**STATED TASK A**.
Edit the entries from the line with "outline **grass meadow**, every instance" through the end of the entries, replacing "separate parts" with "distinct pieces" and leaving everything else unchanged. Return only those lines, without the pictures.

......

It should be appreciated that the reason this works in the illustrated example of FF=¼ and history sequence=68 is that the sequence 68 occurs at each of the relevant firing fractions, i.e., 2/7, ¼ and 2/9. Therefore, the transition can be made immediately and the table simply indicates the phase at which the new sequence is entered. However, as described above, not all of the possible sequence segments will match in one or both directions. For example, as best seen in FIG. 3, a firing fraction of 2/9ths has nine possible engine cycle states. Four of those states, (136, 68, 34 and 16), overlap with engine cycle states of the next highest firing fraction—¼; and 5 of those engine cycle states, (8, 132, 66, 33 and 16), overlap with the next lower firing fraction—⅕. Thus, in the table of FIG. 6, only the four engine cycle states that overlap the next highest firing fraction of ¼ have corresponding transition values in the corresponding transition column. Similarly, only the five engine cycle states that overlap the next lowest firing fraction of ⅕ have corresponding transition values in the corresponding column. Finally, engine cycle state 17 does not overlap with either the next higher or the next lower engine state and accordingly, there are no transition values associated with that state.

......

**STATED TASK B**.
Output the passage on firing-fraction transitions in full, word for word.

Contour labeling entries
......

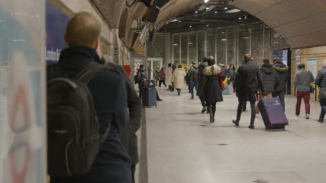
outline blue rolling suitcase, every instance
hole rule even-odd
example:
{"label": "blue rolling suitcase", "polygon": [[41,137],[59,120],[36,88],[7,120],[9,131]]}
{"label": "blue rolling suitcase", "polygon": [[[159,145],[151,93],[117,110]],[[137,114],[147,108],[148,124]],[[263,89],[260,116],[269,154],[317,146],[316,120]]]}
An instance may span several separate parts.
{"label": "blue rolling suitcase", "polygon": [[288,121],[279,98],[263,98],[258,103],[266,130],[283,129]]}
{"label": "blue rolling suitcase", "polygon": [[156,88],[150,87],[144,89],[144,94],[143,95],[143,105],[150,107],[156,106]]}
{"label": "blue rolling suitcase", "polygon": [[222,94],[228,95],[228,85],[225,85],[225,88],[226,88],[226,89],[222,92]]}

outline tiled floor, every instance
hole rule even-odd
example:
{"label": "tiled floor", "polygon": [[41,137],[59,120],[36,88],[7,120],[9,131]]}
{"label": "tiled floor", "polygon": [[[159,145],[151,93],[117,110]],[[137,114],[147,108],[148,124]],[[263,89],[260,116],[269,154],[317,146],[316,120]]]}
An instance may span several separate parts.
{"label": "tiled floor", "polygon": [[326,123],[317,122],[318,103],[311,103],[306,120],[303,103],[297,117],[295,100],[286,98],[290,125],[266,132],[261,116],[256,130],[247,128],[249,111],[240,128],[232,124],[234,95],[224,96],[210,124],[198,98],[159,91],[163,101],[146,109],[148,182],[326,182]]}

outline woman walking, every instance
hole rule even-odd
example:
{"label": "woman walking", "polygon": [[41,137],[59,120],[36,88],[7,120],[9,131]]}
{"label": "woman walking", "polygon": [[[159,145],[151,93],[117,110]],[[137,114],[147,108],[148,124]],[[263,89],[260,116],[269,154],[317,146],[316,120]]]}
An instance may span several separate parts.
{"label": "woman walking", "polygon": [[179,64],[178,69],[173,71],[172,76],[172,82],[173,82],[174,87],[178,91],[178,95],[181,95],[181,89],[185,87],[185,77],[186,76],[185,71],[183,69],[183,66]]}
{"label": "woman walking", "polygon": [[164,71],[164,67],[162,67],[161,68],[161,75],[160,76],[160,83],[159,83],[159,87],[162,86],[162,82],[163,82],[163,85],[164,85],[165,87],[166,87],[166,85],[165,85],[165,71]]}
{"label": "woman walking", "polygon": [[[207,110],[210,113],[210,122],[214,123],[216,112],[216,103],[223,101],[223,95],[219,82],[221,78],[221,67],[216,64],[212,56],[210,56],[208,60],[208,67],[204,69],[207,82],[205,86],[205,101]],[[222,78],[224,80],[225,77]]]}

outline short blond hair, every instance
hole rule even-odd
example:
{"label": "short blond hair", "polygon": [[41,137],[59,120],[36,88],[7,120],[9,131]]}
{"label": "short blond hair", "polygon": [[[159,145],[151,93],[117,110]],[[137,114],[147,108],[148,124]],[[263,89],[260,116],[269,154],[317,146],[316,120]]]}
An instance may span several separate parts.
{"label": "short blond hair", "polygon": [[65,38],[69,46],[94,48],[101,33],[101,24],[93,15],[87,12],[76,14],[69,21]]}

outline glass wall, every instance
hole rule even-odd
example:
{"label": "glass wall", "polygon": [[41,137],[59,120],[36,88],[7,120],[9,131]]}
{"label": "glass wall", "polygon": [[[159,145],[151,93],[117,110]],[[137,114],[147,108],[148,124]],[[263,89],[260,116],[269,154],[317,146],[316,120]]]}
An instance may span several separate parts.
{"label": "glass wall", "polygon": [[189,33],[189,62],[191,64],[193,61],[196,61],[197,56],[196,33]]}
{"label": "glass wall", "polygon": [[200,62],[203,57],[212,55],[217,63],[238,67],[242,56],[251,53],[254,62],[261,65],[263,59],[270,56],[270,28],[263,22],[173,34],[174,63]]}
{"label": "glass wall", "polygon": [[173,35],[173,60],[174,64],[176,66],[177,64],[180,63],[180,35]]}

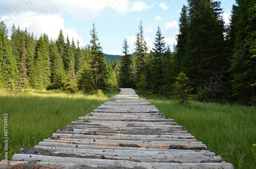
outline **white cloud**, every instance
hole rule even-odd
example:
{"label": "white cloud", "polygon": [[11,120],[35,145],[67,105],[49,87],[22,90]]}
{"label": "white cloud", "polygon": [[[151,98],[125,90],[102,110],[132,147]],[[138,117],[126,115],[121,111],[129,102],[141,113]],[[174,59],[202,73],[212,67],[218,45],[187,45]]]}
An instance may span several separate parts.
{"label": "white cloud", "polygon": [[[76,18],[89,20],[97,16],[105,8],[118,13],[127,11],[129,0],[8,0],[0,7],[7,15],[18,15],[28,11],[61,15],[64,12],[73,14]],[[2,5],[1,5],[2,6]]]}
{"label": "white cloud", "polygon": [[164,10],[169,9],[169,7],[167,6],[167,5],[164,3],[161,3],[158,6]]}
{"label": "white cloud", "polygon": [[165,29],[171,28],[178,28],[179,23],[175,20],[173,20],[172,22],[167,22],[165,23]]}
{"label": "white cloud", "polygon": [[147,47],[148,48],[148,51],[147,51],[148,52],[151,50],[152,49],[152,48],[154,48],[155,46],[155,45],[154,44],[154,40],[151,39],[148,36],[145,36],[144,38],[145,41],[146,42]]}
{"label": "white cloud", "polygon": [[153,27],[147,27],[144,30],[144,32],[145,33],[150,33],[154,31],[154,28]]}
{"label": "white cloud", "polygon": [[153,4],[151,5],[148,5],[142,1],[136,1],[129,8],[129,11],[141,12],[143,10],[148,9],[154,7],[154,4]]}
{"label": "white cloud", "polygon": [[177,44],[176,38],[164,38],[164,41],[167,45],[170,46],[172,49],[174,44]]}
{"label": "white cloud", "polygon": [[110,0],[109,5],[112,9],[119,13],[123,13],[127,11],[128,0]]}
{"label": "white cloud", "polygon": [[155,20],[163,20],[163,18],[160,15],[157,16],[155,17]]}
{"label": "white cloud", "polygon": [[228,25],[229,23],[229,18],[230,17],[231,14],[224,13],[222,15],[225,25]]}
{"label": "white cloud", "polygon": [[136,36],[128,36],[126,37],[127,43],[128,46],[129,46],[130,51],[131,51],[133,48],[133,45],[134,45],[134,43],[136,41]]}
{"label": "white cloud", "polygon": [[5,22],[8,28],[11,28],[13,23],[21,30],[27,28],[29,32],[33,32],[34,36],[39,37],[42,33],[47,34],[50,38],[56,39],[61,29],[64,36],[69,35],[70,40],[72,37],[76,42],[78,39],[80,46],[83,45],[83,41],[74,29],[66,28],[64,26],[64,20],[56,14],[42,14],[36,12],[27,12],[18,15],[3,16],[1,19]]}

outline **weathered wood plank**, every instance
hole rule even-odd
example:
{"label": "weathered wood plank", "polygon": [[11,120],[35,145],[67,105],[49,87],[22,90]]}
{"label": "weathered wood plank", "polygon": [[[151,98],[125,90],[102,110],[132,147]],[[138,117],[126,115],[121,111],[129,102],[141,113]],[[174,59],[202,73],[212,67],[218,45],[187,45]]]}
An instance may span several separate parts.
{"label": "weathered wood plank", "polygon": [[210,153],[191,152],[181,153],[177,151],[145,151],[131,152],[126,150],[108,149],[106,150],[90,149],[74,151],[70,148],[51,149],[41,147],[39,149],[20,149],[19,154],[47,155],[56,157],[76,157],[80,158],[104,159],[119,160],[128,160],[141,162],[221,162],[219,156]]}
{"label": "weathered wood plank", "polygon": [[[15,154],[12,160],[40,161],[40,163],[45,162],[50,164],[55,163],[56,164],[61,163],[73,164],[75,166],[79,166],[78,164],[86,164],[86,166],[105,166],[112,167],[112,168],[233,168],[231,164],[226,163],[159,163],[159,162],[137,162],[127,160],[116,160],[108,159],[83,159],[79,158],[64,157],[53,157],[44,155],[36,155],[33,154]],[[40,165],[39,164],[38,164]],[[74,166],[73,165],[73,166]],[[63,165],[62,165],[63,166]],[[58,168],[60,168],[58,166]]]}
{"label": "weathered wood plank", "polygon": [[121,89],[115,99],[0,168],[233,168],[134,90]]}

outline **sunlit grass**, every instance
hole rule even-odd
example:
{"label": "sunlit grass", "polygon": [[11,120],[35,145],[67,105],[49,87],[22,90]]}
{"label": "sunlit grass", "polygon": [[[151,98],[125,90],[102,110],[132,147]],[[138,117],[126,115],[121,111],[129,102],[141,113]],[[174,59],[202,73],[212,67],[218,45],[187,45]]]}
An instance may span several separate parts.
{"label": "sunlit grass", "polygon": [[[4,135],[4,114],[8,114],[8,157],[22,147],[33,147],[58,129],[92,112],[118,93],[108,90],[104,96],[75,94],[56,91],[31,91],[27,94],[0,94],[0,132]],[[3,159],[4,142],[0,155]]]}
{"label": "sunlit grass", "polygon": [[190,106],[182,106],[165,98],[147,99],[235,168],[256,168],[255,107],[227,102],[192,102]]}

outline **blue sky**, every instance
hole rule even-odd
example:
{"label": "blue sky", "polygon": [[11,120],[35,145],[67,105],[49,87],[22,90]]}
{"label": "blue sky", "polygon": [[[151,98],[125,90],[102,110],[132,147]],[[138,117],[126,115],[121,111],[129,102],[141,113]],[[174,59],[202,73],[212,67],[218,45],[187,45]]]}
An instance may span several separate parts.
{"label": "blue sky", "polygon": [[[3,2],[4,1],[4,2]],[[224,18],[228,20],[234,0],[222,0]],[[134,49],[135,35],[141,20],[145,40],[154,47],[158,26],[167,45],[172,48],[179,31],[179,18],[186,0],[4,0],[0,2],[0,20],[9,33],[13,23],[37,37],[47,33],[56,39],[62,29],[81,45],[89,43],[89,32],[95,24],[103,52],[122,53],[122,42]]]}

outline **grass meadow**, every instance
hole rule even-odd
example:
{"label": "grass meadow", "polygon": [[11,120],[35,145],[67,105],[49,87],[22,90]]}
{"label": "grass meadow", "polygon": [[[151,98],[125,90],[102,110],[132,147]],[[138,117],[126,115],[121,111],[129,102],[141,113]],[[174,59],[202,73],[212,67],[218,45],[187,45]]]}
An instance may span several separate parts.
{"label": "grass meadow", "polygon": [[92,112],[119,93],[71,94],[60,91],[36,91],[27,94],[0,93],[1,160],[4,159],[4,114],[8,114],[8,159],[22,147],[34,147],[58,129]]}
{"label": "grass meadow", "polygon": [[256,168],[255,107],[227,101],[191,102],[190,106],[182,106],[163,97],[146,99],[236,169]]}

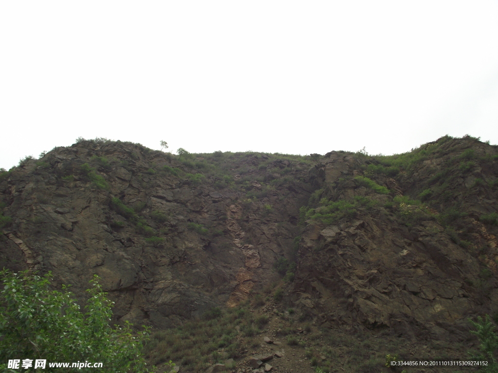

......

**COMPLETE OUTPUT A**.
outline **grass meadow**, every instance
hole rule even-odd
example:
{"label": "grass meadow", "polygon": [[11,120],[35,145],[67,105],[49,87],[22,90]]}
{"label": "grass meadow", "polygon": [[[151,98],[125,90],[102,110],[132,147]],[[138,117],[126,115],[121,111],[129,102],[141,113]],[[174,59],[202,73],[212,67],[218,45],[187,45]]]}
An instance may span several distinct pieces.
{"label": "grass meadow", "polygon": [[92,112],[119,93],[71,94],[60,91],[36,91],[27,94],[0,93],[1,160],[4,159],[4,114],[8,114],[8,159],[22,147],[34,147],[58,129]]}
{"label": "grass meadow", "polygon": [[256,168],[255,107],[227,101],[191,102],[190,106],[182,106],[163,97],[146,99],[236,169]]}

**COMPLETE OUTPUT B**.
It should be appreciated that the reason this works in the illustrated example of FF=¼ and history sequence=68 is that the sequence 68 occurs at each of the relevant firing fractions, i.e., 2/7, ¼ and 2/9. Therefore, the transition can be made immediately and the table simply indicates the phase at which the new sequence is entered. However, as described above, not all of the possible sequence segments will match in one or both directions. For example, as best seen in FIG. 3, a firing fraction of 2/9ths has nine possible engine cycle states. Four of those states, (136, 68, 34 and 16), overlap with engine cycle states of the next highest firing fraction—¼; and 5 of those engine cycle states, (8, 132, 66, 33 and 16), overlap with the next lower firing fraction—⅕. Thus, in the table of FIG. 6, only the four engine cycle states that overlap the next highest firing fraction of ¼ have corresponding transition values in the corresponding transition column. Similarly, only the five engine cycle states that overlap the next lowest firing fraction of ⅕ have corresponding transition values in the corresponding column. Finally, engine cycle state 17 does not overlap with either the next higher or the next lower engine state and accordingly, there are no transition values associated with that state.